▶ **ASSIGNMENT**
Beginning at the line containing "reflection with a bounding box?", print every line until the records end, keeping each exactly as it is.

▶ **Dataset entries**
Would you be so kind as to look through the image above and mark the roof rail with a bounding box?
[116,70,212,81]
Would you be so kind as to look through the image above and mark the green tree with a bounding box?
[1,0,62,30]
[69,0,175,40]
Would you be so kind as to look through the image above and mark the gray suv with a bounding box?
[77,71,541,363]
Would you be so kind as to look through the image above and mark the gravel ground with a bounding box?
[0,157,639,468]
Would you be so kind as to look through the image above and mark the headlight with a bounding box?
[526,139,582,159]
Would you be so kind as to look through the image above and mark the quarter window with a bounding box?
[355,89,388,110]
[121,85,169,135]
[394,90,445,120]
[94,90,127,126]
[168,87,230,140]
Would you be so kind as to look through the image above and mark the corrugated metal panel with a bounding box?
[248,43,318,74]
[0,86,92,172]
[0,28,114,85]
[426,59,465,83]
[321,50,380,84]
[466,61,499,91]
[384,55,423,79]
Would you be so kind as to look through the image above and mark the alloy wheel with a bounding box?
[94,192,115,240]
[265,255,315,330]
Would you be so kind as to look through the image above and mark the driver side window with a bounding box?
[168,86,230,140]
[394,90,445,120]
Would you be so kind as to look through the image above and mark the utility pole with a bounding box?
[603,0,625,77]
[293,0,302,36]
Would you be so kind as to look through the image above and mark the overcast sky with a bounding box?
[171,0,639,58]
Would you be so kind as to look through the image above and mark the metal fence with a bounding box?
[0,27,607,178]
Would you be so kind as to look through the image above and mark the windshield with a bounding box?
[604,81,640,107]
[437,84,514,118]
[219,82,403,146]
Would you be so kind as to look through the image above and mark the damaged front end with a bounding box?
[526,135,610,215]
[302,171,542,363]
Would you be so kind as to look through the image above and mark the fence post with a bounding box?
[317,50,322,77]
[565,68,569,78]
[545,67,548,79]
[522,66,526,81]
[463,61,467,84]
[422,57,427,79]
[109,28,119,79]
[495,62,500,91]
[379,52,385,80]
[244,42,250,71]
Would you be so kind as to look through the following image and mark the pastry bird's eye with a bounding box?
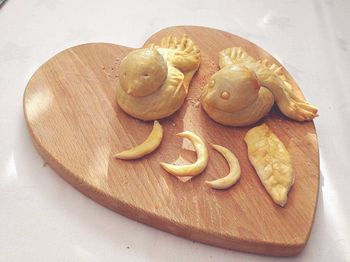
[209,79,215,88]
[221,91,230,100]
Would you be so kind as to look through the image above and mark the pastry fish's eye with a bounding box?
[221,91,230,100]
[209,79,215,88]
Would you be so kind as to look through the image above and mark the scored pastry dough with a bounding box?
[201,47,318,127]
[244,124,294,207]
[219,47,318,122]
[116,35,201,120]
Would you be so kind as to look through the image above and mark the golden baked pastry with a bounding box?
[160,131,208,177]
[116,35,201,120]
[244,124,294,207]
[201,47,318,126]
[219,47,318,121]
[114,121,163,160]
[205,144,241,190]
[201,64,274,126]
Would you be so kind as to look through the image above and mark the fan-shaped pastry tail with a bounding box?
[219,47,318,121]
[149,35,201,93]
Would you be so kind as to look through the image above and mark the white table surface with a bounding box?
[1,0,350,261]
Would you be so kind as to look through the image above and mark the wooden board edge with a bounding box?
[144,25,322,248]
[23,112,306,256]
[22,30,321,256]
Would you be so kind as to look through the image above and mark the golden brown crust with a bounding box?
[202,87,274,126]
[116,35,201,120]
[116,66,185,120]
[114,121,163,160]
[160,131,209,177]
[244,124,294,207]
[205,144,241,190]
[201,64,274,126]
[219,47,318,121]
[150,35,201,92]
[119,48,168,97]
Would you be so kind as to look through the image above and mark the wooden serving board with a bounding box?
[23,26,319,256]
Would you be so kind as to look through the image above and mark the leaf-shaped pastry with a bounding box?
[219,47,318,122]
[244,124,294,207]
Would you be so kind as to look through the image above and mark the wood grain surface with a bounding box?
[23,26,319,256]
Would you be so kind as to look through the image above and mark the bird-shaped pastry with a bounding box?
[201,64,274,126]
[201,47,318,126]
[116,35,201,120]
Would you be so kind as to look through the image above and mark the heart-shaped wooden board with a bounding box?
[24,26,319,256]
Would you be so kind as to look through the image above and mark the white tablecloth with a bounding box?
[1,0,349,261]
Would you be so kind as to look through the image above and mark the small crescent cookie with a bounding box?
[205,144,241,190]
[160,131,208,177]
[114,121,163,160]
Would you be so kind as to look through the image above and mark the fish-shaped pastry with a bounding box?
[116,35,201,120]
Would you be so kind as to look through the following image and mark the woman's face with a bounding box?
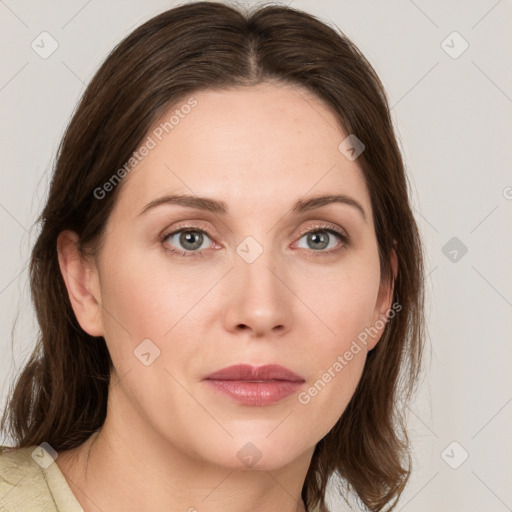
[73,82,395,470]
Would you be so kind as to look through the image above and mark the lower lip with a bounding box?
[204,379,303,406]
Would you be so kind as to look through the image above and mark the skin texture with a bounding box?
[56,82,397,512]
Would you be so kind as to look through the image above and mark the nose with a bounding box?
[222,247,292,338]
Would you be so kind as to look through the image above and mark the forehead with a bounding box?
[115,82,372,221]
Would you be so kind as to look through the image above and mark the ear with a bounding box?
[366,242,398,351]
[57,230,104,337]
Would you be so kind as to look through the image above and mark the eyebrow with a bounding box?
[138,193,367,222]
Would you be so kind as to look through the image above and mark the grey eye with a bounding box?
[297,230,340,251]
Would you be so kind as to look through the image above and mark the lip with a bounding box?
[203,364,305,406]
[204,364,304,382]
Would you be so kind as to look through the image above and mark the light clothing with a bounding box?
[1,445,325,512]
[0,445,83,512]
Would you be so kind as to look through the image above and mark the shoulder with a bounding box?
[0,445,58,511]
[0,444,47,486]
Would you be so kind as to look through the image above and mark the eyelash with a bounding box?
[160,222,350,258]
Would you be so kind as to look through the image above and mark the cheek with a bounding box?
[93,254,169,383]
[96,246,216,378]
[297,349,366,438]
[292,253,380,431]
[95,255,203,425]
[296,301,371,438]
[296,252,381,342]
[98,248,180,337]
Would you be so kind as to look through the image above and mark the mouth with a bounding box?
[203,364,305,406]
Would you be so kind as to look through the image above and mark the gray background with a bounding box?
[1,1,511,510]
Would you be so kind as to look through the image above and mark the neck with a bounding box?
[56,384,313,512]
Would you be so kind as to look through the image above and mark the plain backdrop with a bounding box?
[1,1,511,511]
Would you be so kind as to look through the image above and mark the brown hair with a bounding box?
[1,2,425,511]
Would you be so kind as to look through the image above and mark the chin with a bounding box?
[202,436,308,472]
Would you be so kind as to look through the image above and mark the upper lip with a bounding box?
[204,364,305,382]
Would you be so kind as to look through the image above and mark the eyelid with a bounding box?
[161,221,216,239]
[295,221,349,241]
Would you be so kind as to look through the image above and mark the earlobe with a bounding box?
[57,230,104,337]
[367,244,399,351]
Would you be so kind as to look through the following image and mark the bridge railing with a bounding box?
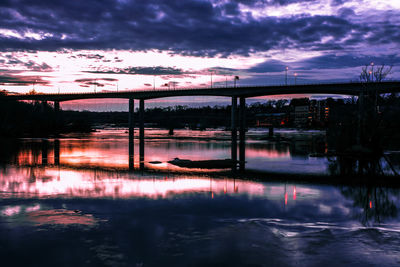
[9,80,400,96]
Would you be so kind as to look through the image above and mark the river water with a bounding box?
[1,128,400,266]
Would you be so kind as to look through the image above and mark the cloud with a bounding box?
[24,60,53,71]
[75,77,118,88]
[299,54,400,70]
[0,74,50,86]
[1,55,53,71]
[245,54,400,74]
[76,54,104,60]
[85,66,185,75]
[0,0,397,57]
[248,60,288,73]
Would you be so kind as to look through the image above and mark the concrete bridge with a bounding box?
[3,81,400,101]
[2,81,400,171]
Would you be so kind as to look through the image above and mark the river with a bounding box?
[0,128,399,266]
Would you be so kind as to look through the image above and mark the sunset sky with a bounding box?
[1,0,399,110]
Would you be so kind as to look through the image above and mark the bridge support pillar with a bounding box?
[54,139,60,166]
[231,96,237,171]
[54,101,60,113]
[357,92,365,145]
[41,139,48,165]
[139,99,145,170]
[54,101,60,135]
[239,97,246,172]
[129,98,134,170]
[41,101,47,113]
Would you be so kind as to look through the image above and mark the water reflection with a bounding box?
[341,186,399,226]
[0,166,302,199]
[1,129,400,266]
[2,128,331,175]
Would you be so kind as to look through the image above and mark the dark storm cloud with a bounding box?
[0,0,398,56]
[85,66,185,75]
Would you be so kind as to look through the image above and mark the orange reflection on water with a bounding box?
[60,146,129,169]
[27,209,98,226]
[246,149,290,159]
[0,167,268,199]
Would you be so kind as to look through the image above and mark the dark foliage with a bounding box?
[0,99,92,137]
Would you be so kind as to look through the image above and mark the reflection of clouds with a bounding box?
[0,167,267,199]
[1,204,41,217]
[0,167,327,207]
[1,205,21,216]
[246,149,290,159]
[11,129,329,175]
[27,209,98,226]
[1,203,99,226]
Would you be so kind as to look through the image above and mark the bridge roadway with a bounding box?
[3,81,400,172]
[2,81,400,101]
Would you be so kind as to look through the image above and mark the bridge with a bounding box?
[2,81,400,171]
[3,81,400,101]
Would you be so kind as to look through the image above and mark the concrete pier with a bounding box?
[231,96,237,171]
[41,139,48,165]
[54,101,60,135]
[239,97,246,171]
[139,98,145,170]
[129,98,134,170]
[54,139,60,166]
[54,101,60,113]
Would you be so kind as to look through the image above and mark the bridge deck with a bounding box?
[2,82,400,102]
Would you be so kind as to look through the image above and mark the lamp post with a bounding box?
[209,69,214,88]
[234,75,239,88]
[153,66,156,90]
[285,66,288,85]
[294,73,298,85]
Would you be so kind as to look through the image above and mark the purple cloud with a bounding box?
[0,0,397,58]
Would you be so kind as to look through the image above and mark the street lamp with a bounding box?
[285,66,288,85]
[153,66,156,90]
[294,73,298,85]
[234,76,239,88]
[209,69,214,88]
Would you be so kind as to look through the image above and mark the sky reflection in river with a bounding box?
[1,128,400,266]
[12,128,329,174]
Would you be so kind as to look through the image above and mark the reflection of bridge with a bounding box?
[3,81,400,171]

▶ **RESPONSE FOR THIS EXERCISE**
Would you be so kind as to look through the image above and mark the water reflection with a bounding box?
[341,186,399,226]
[0,166,302,199]
[1,129,400,266]
[2,128,331,175]
Would you be so kind as to look through the image above and mark the dark storm cloud with a bounding box?
[0,0,398,56]
[85,66,185,75]
Would you be so kind as to look through the image above and mark the orange reflection on water with a bounding box?
[60,146,129,169]
[27,209,98,226]
[246,149,290,159]
[0,167,268,199]
Would you be so kind as to look through the image above and mark the dark foliage with a bounding box?
[0,99,92,137]
Would you be so kind as to look through the image above and mark the reflection of clouds with a bounding box?
[0,167,267,199]
[1,204,41,217]
[0,167,327,207]
[1,205,21,216]
[246,149,290,159]
[11,129,329,175]
[27,209,98,226]
[1,203,99,226]
Would you be so kind as to look through the image above and mark the bridge roadway with a bounding box?
[3,81,400,172]
[2,81,400,101]
Would you be so kind as to look through the image above and mark the bridge with a bounding box?
[2,81,400,171]
[3,81,400,101]
Would you be so kind as to look through the image above and mark the concrete pier with a bounding box?
[231,96,237,171]
[41,139,48,165]
[54,101,60,135]
[239,97,246,171]
[139,98,145,170]
[129,98,134,170]
[54,139,60,166]
[54,101,60,113]
Would you be so kind as to look through the image above and mark the bridge deck with a bounding box?
[2,82,400,102]
Would you be so kind as to look through the image above and mark the lamp post with a bounding box?
[209,69,214,88]
[234,75,239,88]
[153,66,156,90]
[285,66,288,85]
[294,73,298,85]
Would you be so kind as to look through the image above and mark the purple cloud with a bounding box?
[0,0,397,58]
Would you be so kind as to look through the image above and mark the street lamp with a bounding box?
[285,66,288,85]
[153,66,156,90]
[294,73,298,85]
[234,76,239,88]
[209,69,214,88]
Would you be so kind as to look through the image above and mark the sky reflection in river with a bounding box?
[1,128,400,266]
[12,128,329,174]
Would you be so kind as to look through the image above and mark the reflection of bridge with a bounding box?
[3,81,400,171]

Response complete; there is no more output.